━━━ Textauszug ━━━

Human Resources

Unfall bei Betriebsbesichtigung versichert?

© lembergvector / Adobe Stock
mm

Sabine Reich

Rechtsanwältin (Syndikusrechtsanwältin)

E-Mail-Kontakt
Tel: 0621 15003-0

Arbeitgeber sollten prüfen, ob und wie die gesetzliche Unfallversicherung nach ihrer Satzung Teilnehmer einer Betriebsbesichtigung als Arbeitsunfall versichert hat.

Schnell ist es passiert. Nicht nur im Homeoffice gibt es Unfälle, bei denen streitig ist, ob es sich um einen Arbeitsunfall handelt. Im vom Bundessozialgericht (BSG) am 31. März 2022 entschiedenen Fall hatte eine Arbeitssuchende im Rahmen eines unentgeltlichen „Kennenlern-Praktikumstages“ nach dem fachlichen Austausch in Gesprächen während der abschließenden Betriebsbesichtigung eines Hochregallagers einen Unfall erlitten.

Die Berufsgenossenschaft lehnte einen Arbeitsunfall ab, da während eines unentgeltlichen Kennenlern-Tages keine Tätigkeit mit wirtschaftlichem Wert vorliege. Der Arbeitgeber habe kein Weisungsrecht, der Bewerber leiste keine entgeltliche selbstständige Arbeit, maximal handle er freiwillig, er sei nicht an Arbeitszeiten gebunden und erhalte keine Vergütung.

Oft nehmen die Satzungen der Berufsgenossenschaften auch die „Teilnehmerinnen und Teilnehmer einer Betriebsbesichtigung“ vom Versicherungsschutz aus.

Die beklagte Berufsgenossenschaft im obigen Fall hatte jedoch ausnahmsweise auch eine Unternehmensbesichtigung gemäß ihrer Satzung versichert. Laut BSG sei es dann unerheblich, dass die Klägerin ein eigenes Interesse am Kennenlernen des zukünftigen potenziellen Arbeitgebers gehabt habe.

Der Unternehmer soll umfassend von Haftungsrisiken befreit werden, die durch eine Besichtigung entstehen können.

Immer wieder wird vor Gericht gestritten, ob die vereinbarten „Kennenlern- oder Schnuppertage“ auch tatsächlich welche waren.

━━━

### [Erforderliche Handlung]
Können Sie den Text zum Unfallversicherungsschutz bei Betriebsbesichtigungen nach seinem letzten Satz wieder aufnehmen und weiterschreiben? Die Datensätze haben hiermit nichts zu tun.

━━━ Angezeigte Datensätze ━━━

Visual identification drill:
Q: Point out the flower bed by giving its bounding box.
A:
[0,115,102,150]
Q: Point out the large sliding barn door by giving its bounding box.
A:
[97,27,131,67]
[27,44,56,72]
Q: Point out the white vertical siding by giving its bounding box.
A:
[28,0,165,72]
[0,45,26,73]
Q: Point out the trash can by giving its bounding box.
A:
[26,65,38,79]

━━━
━━━ Angezeigte Datensätze ━━━

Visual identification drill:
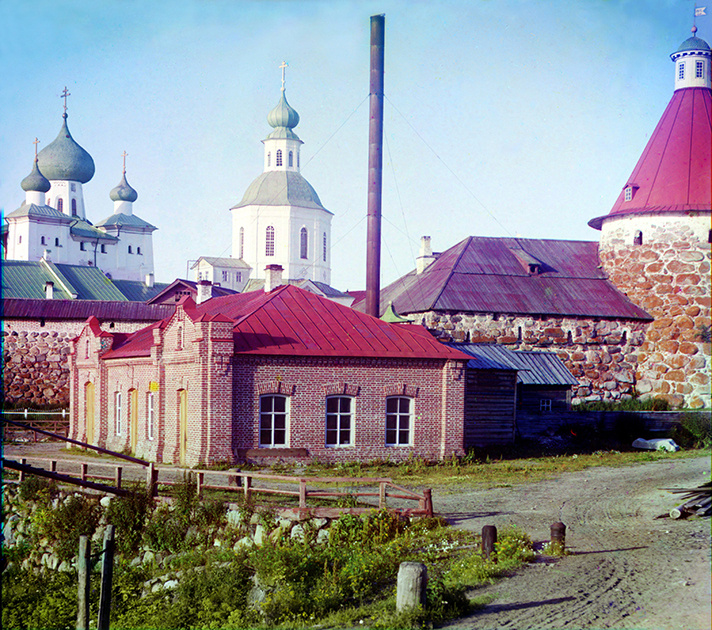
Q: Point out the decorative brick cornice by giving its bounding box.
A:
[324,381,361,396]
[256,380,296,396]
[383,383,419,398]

━━━
━━━ Angezeigte Datensätze ━━━

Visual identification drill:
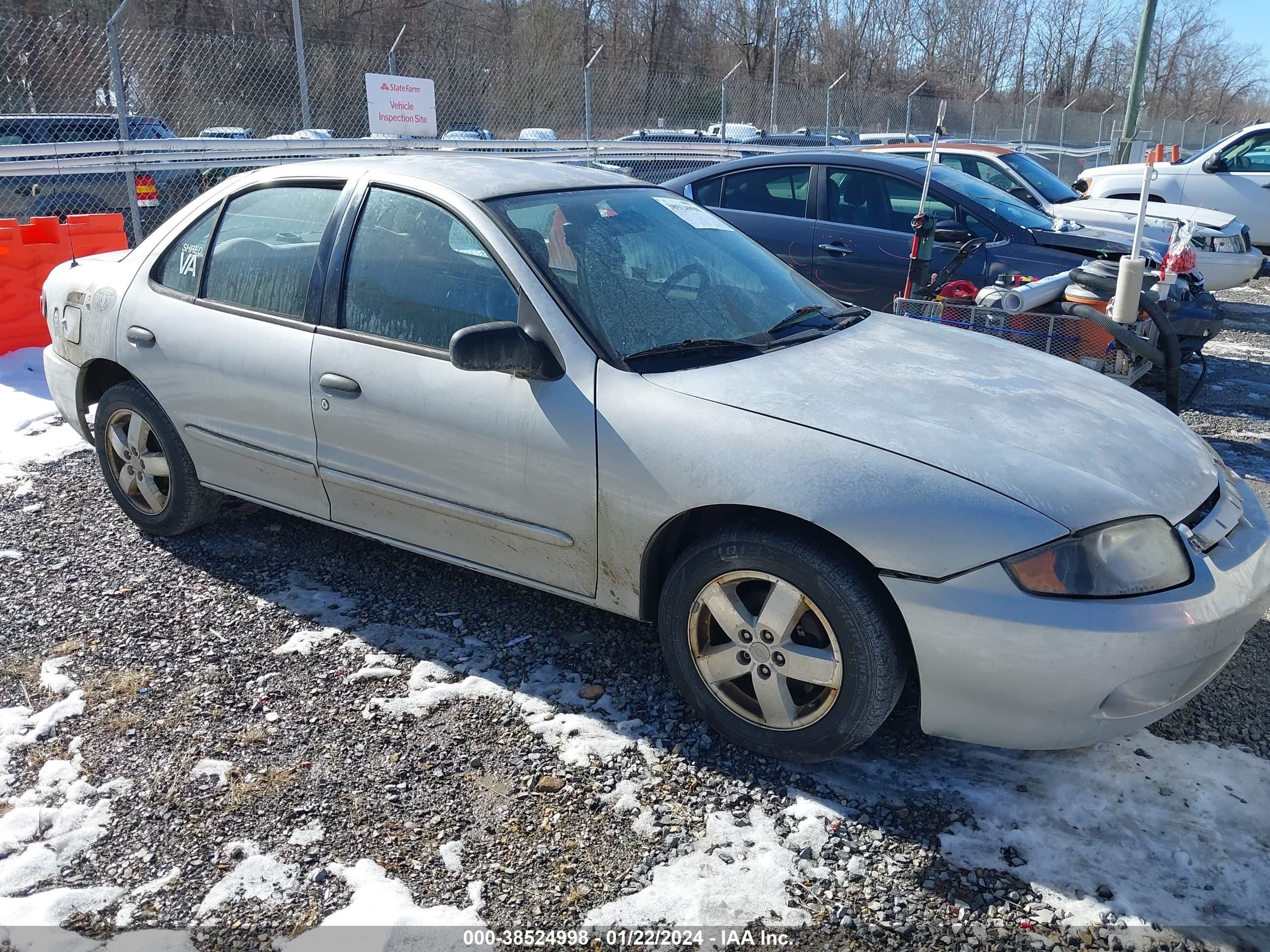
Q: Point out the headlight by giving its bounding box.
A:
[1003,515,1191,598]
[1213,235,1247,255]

━━━

### [Antwort zur Aufgabe]
Eine schriftliche Vereinbarung im Vorfeld kann hier hilfreich sein und wird von grosshandel-bw ausdrücklich empfohlen.

In der schriftlichen Vereinbarung sollte der Zeitraum des Einfühlungsverhältnisses (auch „Schnupper-Praktikum“ genannt) eindeutig festgelegt sein. Außerdem sollte sie den Passus enthalten, dass keine Verpflichtung zur Arbeitsleistung besteht und auch kein Lohnanspruch.

Im Streitfall entscheidend ist aber, dass sich alle an das in der Vereinbarung Festgeschriebene halten, also was tatsächlich getan wird und was nicht. Das gilt übrigens auch, wenn der Schnupperkandidat im Betrieb einen Unfall hat. Stellt sich nämlich heraus, dass er nicht nur geschnuppert, sondern auch auf Anweisung des Arbeitgebers gearbeitet hat, ist er ohne Sonderregelung in der Satzung einer Berufsgenossenschaft gesetzlich unfallversichert und es liegt grundsätzlich ein meldepflichtiges Arbeitsverhältnis vor.

Die Satzung der Großhandels- und Lagerei-Berufsgenossenschaft (GroLa BG) enthält übrigens auch „für nicht im Unternehmen beschäftigte Personen als Teilnehmer an Besichtigungen des Unternehmens“ einen Versicherungsschutz kraft Satzung (§ 50 Abs. 1b).

Aus Gründen der besseren Lesbarkeit verwenden wir die männliche Form.
Wir meinen immer alle Geschlechter im Sinne der Gleichbehandlung.